TUGAS-TUGAS:
1: Tulis ulang bagian daftar mulai dari baris yang memuat "Drop one marker on each instance of the neck" sampai dengan baris yang memuat "[[189, 502], [441, 494]]", permintaannya juga ikut ditulis, lalu tambahkan 16 pada setiap angka koordinat di jawabannya.
2: Lanjutkan tulisan tentang pendidikan moral dan P-4 dari kalimat terakhirnya.

KUTIPAN TERPILIH:

---------------

Faktor yang menyebabkan gagalnya pendidikan moral
dan budi pekerti ke dalam sikap dan perilaku siswa. Pertama, adanya anggapan
bahwa persoalan pendidikan moral adalah persoalan klasik yang penanganannya
adalah sudah menjadi tanggung jawab guru agama dan guru PPKN. Kedua, rendahnya
pengetahuan dan kemampuan guru dalam mengembangkan dan mengintegrasikan
aspek-aspek moral dan budi pekerti ke dalam setiap mata pelajaran yang
diajarkan. Ketiga, proses pembelajaran mata pelajaran yang berorientasi pada
akhlak dan moralitas serta pendidikan agama cenderung bersifat transfer of
knowledge dan kurang diberikan dalam bentuk latihan-latihan pengalaman untuk
menjadi corak kehidupan sehari-hari.
Degradasi P-4 di Indonesia
Kebijakan yang pernah dilaksanakn
dalam merealisasikan penerapan sopan santun dan keramahan pada peserta didik,
yaitu melalui P4 (Pedoman, Penghayatan dan Pengamalan Pancasila) yang harus
diberikan pada semua jenjang pendidikan. Namun dengan berjalannya waktu, P4
mulai dihapus karena adanya suatu alasan. Melihat situasi sewaktu dijalankannya
P4, hampir semua tindak kejahatan dapat dinetralisir. Dengan berpegang teguh
pada P4 maka pelecehan, perampokan, penghinaan dan sebagainya tidak pernah
terjadi.
Kelahiran
dan tumbuh kembang P-4 didorong oleh situasi kehidupan negara yang terjadi pada
pertengahan tahun 1965. Orde Baru menilai bahwa terjadinya tragedi nasional, G-30-S/PKI
pada tahun 1965 diakibatkan karena bangsa Indonesia tidak melaksanakan
Pancasila dan Undang-Undang Dasar 1945 secara murni dan konsekuen. Setelah
bangsa Indonesia mampu mengatasi gejolak yang ditimbulkan oleh gerakan
G-30-S/PKI dan telah mampu untuk menetapkan program pembangunnya, dirasa perlu
untuk membenahi karakter bangsa dengan mengembangkan sikap dan perilaku warga negara
sesuai dengan amanat yang tertuang dalam Undang-Undang Dasarnya. Maka Majelis
Permusyawaratan Rakyat, dalam Sidang Umumnya, pada tanggal 22 Maret 1978
menetapkan Pedoman Penghayatan dan Pengamalan Pancasila. Dengan demikian
pelaksanaan P-4 merupakan kehendak rakyat yang ditetapkan oleh MPR RI sebagai
penjelmaan rakyat yang wajib dipatuhi.
Agar
supaya Pancasila benar-benar terasa dalam kehidupan sehari-hari dan sekaligus
melestarikan Pancasila, maka kita perlu melaksanakan P-4 sebagai upaya mendarah
dagingkan nilai-nilai luhur yang terkandung dalam Pancasila yang sudah
terperinci dalam P-4. Mendarah dagingkan P-4 adalah proses pendidikan dalam
arti luas, karena itu perlu dilakukan secara sadar, teratur, dan berencana.

---------------

Data hasil ekstraksi:
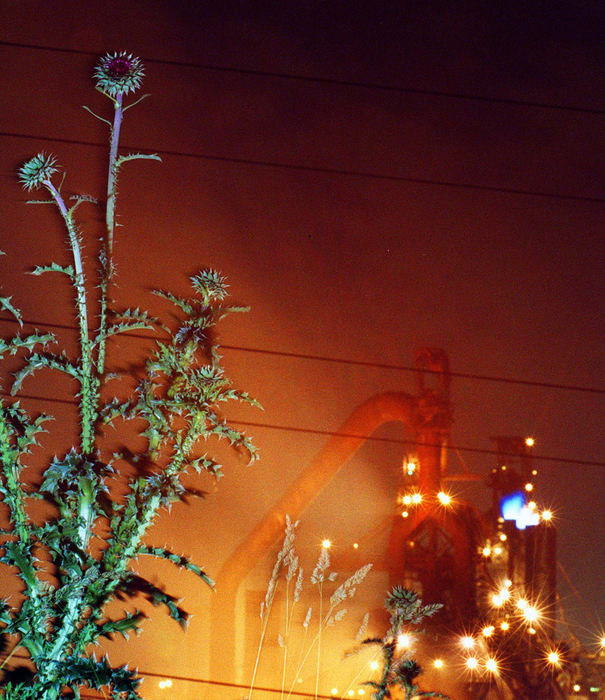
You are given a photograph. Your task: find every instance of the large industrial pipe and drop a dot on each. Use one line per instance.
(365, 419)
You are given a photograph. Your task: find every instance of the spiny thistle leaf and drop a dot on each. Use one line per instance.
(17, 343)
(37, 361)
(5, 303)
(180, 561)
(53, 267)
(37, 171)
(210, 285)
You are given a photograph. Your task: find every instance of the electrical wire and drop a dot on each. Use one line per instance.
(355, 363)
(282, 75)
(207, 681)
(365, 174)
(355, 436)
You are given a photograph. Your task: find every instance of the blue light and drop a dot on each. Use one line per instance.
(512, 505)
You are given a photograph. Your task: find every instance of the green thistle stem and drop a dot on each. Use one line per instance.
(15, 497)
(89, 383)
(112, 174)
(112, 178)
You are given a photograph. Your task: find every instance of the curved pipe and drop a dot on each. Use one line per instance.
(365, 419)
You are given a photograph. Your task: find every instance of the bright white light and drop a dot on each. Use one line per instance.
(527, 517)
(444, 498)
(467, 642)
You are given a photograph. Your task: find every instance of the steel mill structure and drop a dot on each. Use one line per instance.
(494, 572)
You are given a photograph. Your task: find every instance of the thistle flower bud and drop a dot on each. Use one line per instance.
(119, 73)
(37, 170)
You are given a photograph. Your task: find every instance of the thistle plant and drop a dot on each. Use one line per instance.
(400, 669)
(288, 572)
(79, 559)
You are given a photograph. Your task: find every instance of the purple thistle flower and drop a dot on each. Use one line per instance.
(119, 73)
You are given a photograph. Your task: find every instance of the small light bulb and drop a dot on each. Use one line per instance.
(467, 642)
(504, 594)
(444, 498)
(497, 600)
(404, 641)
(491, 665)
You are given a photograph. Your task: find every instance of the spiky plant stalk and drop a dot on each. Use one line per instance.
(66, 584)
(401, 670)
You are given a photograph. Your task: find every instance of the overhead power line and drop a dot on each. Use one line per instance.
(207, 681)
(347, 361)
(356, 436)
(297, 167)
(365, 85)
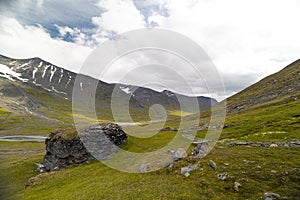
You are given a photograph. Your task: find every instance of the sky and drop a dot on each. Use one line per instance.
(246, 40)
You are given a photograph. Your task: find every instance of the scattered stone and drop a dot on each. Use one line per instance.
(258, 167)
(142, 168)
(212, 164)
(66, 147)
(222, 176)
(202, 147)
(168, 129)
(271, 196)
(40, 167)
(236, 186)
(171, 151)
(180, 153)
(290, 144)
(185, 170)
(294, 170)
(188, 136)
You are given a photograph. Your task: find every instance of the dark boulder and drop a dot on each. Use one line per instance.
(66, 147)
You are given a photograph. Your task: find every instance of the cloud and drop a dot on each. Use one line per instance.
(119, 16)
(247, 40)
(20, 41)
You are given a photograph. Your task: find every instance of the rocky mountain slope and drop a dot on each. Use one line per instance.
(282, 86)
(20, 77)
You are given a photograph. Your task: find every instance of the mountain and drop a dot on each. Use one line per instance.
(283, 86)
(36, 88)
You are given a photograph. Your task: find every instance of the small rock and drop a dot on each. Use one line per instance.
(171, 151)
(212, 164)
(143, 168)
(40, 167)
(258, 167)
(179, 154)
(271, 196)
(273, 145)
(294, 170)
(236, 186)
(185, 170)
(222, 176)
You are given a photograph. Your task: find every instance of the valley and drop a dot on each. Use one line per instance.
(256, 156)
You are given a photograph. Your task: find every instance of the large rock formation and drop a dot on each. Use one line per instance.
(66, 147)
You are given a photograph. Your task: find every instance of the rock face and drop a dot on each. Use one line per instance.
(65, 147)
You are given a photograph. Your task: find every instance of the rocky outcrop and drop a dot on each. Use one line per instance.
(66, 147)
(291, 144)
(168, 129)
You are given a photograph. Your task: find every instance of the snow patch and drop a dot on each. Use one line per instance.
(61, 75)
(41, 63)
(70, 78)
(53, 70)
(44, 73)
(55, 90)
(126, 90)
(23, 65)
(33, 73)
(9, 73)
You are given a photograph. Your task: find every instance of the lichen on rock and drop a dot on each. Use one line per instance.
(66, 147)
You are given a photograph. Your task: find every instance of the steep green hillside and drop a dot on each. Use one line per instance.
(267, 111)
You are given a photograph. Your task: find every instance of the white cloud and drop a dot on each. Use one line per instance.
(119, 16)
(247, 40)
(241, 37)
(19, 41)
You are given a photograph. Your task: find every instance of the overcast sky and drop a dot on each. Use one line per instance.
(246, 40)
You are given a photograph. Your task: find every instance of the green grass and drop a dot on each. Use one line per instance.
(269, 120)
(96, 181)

---------------

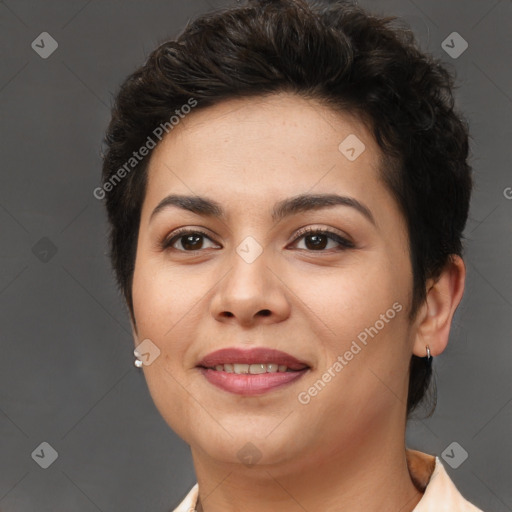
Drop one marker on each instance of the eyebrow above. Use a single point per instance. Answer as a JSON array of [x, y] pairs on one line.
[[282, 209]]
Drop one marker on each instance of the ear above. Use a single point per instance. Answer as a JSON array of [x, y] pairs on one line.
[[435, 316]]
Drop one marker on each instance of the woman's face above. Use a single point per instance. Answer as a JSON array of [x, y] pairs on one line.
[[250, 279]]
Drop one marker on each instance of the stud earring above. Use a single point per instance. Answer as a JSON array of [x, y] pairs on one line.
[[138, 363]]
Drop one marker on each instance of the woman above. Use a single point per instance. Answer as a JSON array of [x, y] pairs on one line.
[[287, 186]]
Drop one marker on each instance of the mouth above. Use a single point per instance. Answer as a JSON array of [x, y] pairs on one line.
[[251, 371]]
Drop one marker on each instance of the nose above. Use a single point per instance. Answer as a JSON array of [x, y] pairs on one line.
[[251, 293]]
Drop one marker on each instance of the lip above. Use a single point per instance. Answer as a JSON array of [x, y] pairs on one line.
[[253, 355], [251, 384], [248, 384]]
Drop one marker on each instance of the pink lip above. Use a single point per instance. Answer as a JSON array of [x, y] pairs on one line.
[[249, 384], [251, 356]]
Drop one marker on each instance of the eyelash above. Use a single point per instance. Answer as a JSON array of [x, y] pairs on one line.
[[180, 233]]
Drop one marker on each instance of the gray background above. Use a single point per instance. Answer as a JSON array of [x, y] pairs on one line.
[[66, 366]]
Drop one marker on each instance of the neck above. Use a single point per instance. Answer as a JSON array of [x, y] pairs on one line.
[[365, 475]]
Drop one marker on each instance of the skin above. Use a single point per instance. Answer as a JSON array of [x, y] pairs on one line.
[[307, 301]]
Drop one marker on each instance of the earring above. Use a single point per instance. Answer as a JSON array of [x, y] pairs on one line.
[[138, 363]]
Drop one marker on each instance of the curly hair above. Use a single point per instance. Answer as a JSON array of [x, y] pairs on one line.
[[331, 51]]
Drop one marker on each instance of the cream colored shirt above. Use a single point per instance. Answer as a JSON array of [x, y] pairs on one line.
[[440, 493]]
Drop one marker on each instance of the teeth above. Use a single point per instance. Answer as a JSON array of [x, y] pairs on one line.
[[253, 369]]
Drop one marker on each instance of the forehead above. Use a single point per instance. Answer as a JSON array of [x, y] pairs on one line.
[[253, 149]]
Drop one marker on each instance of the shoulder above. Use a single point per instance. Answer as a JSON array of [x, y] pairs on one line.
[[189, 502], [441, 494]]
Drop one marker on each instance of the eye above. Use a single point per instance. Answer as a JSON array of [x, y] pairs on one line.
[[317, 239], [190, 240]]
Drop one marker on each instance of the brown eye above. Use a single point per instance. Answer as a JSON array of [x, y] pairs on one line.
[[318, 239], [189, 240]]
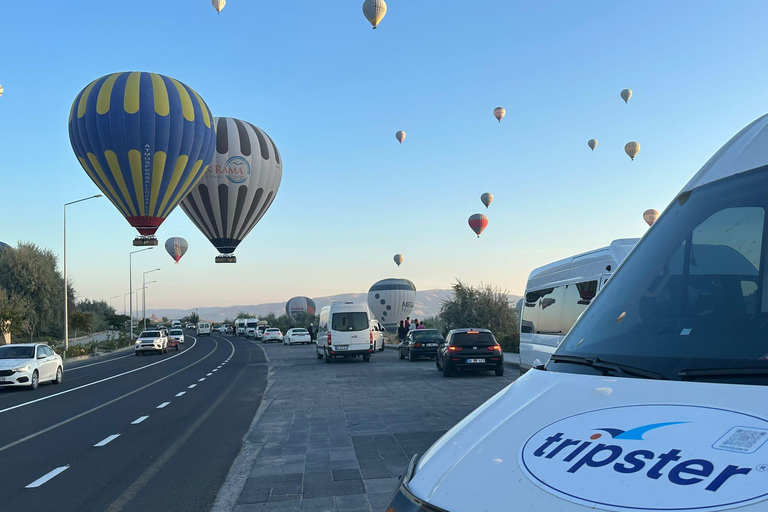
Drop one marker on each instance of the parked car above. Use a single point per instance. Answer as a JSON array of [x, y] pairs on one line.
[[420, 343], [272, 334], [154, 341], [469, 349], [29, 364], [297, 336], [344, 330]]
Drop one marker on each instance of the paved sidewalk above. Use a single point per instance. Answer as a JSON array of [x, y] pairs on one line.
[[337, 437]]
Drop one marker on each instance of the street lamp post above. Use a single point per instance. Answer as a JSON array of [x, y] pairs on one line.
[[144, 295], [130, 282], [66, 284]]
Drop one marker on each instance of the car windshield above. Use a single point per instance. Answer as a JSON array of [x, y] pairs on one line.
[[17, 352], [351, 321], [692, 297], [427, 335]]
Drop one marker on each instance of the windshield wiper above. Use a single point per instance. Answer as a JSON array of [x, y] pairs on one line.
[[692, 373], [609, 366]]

---------------

JAWABAN TIAP TUGAS:
1:
Drop one marker on each instance of the neck above. Use a single point per instance. Answer as a JSON array of [x, y] pairs on one line.
[[381, 491]]
Drop one marker on each instance of the skin above. Use a single point per instance. Answer as a JSON array of [x, y] pairs on one line.
[[323, 317]]
Drop one marker on each instance of the earring above. Use a single point per instance. Answer as a JSON array of [x, y] pairs on one line.
[[154, 379]]
Drop one marker on each instance of the curly hair above. Use a single point per instance. Answer as a JSON array of [x, y] pairs on one line.
[[347, 67]]
Drop one marker on each instance of the cream colored shirt above. Use a single point per instance. Answer as a JSON array of [x, y] pairs on one line.
[[456, 509]]
Drop one marker on each instance of the teeth above. Use a single point per instance. Answer as a JSON array of [x, y] pairs on one line.
[[269, 385]]
Drop one marker on each instance of the forehead above. Use a single point per instance. Answer as a JSON array of [x, y] pairs on one line.
[[269, 165]]
Drop one marker on each instance of the shoulder above. Use a single point per instance. Answer as a JSON array of [x, y] pairs on one line.
[[205, 518], [457, 510]]

2:
Makna proses pendidikan tidak saja berarti mendidik orang lain, akan tetapi
termasuk pula mendidik diri sendiri.
Sasaran
pelaksanaan P-4 adalah perorangan, keluarga dan masyarakat, dan ada beberapa jalur-jalur
dan upaya yang dapat digunakan, salah satunya yaitu dalam jalur pendidikan. Di
jalur pendidikan yaitu pendidikan formal (sekolah), pendidikan informal
(keluarga, pergaulan), dan pendidikan nonformal (luar sekolah, kepramukaan, dan
sebagainya). Sekolah sebagai pendidikan formal, semua unsur di lembaga
pendidikan formal hendaklah mencerminkan nilai-nilai Pancasila. P-4 perlu
diintegrasikan ke dalam kurikulum mulai taman kanak-kanak sampai perguruan
tinggi. Namun yang terpenting adalah terciptanya suasana belajar yang didasari
oleh nilai-nilai Pancasila. Dalam pendidikan informal yaitu keluarga, kita
harus menjadi keluarga Pancasila, P-4 perlu ditanamkan, dipupuk dan
dikembangkan di dalam diri anak-anak sejak kecil, ini menuntut suasana rumah
tangga yang harmonis sesuai dengan nilai-nilai Pancasila. Sedangkan, dalam
pendidikan nonformal, yaitu di luar sekolah bebagai pendidikan luar sekolah
seperti kepramukaan, remaja putus sekolah, pendidikan orang dewasa, dan
lain-lain dapat di masukan dalam jalur ini.
Peserta
didik adalah sesuatu yang sangat subtansial dalam tercapainya mutu pendidikan.
Mutu pendidikan tidak hanya ditentukan oleh seberapa jauh peserta didik
tersebut menguasai setiap materi yang diajarkan, melainkan norma dan nilai juga
turut berperan. Oleh karena itu, antara guru dengan peserta didik haruslah
saling bertegur sapa dan menjaga kesantunan agar dapat membangun interaksi yang
baik antar keduanya.
Untuk
menumbuhkan sikap yang demikian, maka diperlukan adanya 5-S. 5-S adalah Senyum,
Salam, Sapa, Sopan dan Santun. Penggunaan solusi ini sangat bermanfaat untuk
menunjang kebijakan pemerintah yaitu Sembilan Pilar Pendidikan Berkarakter. Perlunya
5-S dalam membangun hubungan yang baik antara guru dan peserta didik adalah
agar terciptanya pembelajaran yang kompleks, yang tidak mengedepankan
pengetahuan yang bersifat materil saja melainkan ditanamkannya sikap santun
antar keduanya.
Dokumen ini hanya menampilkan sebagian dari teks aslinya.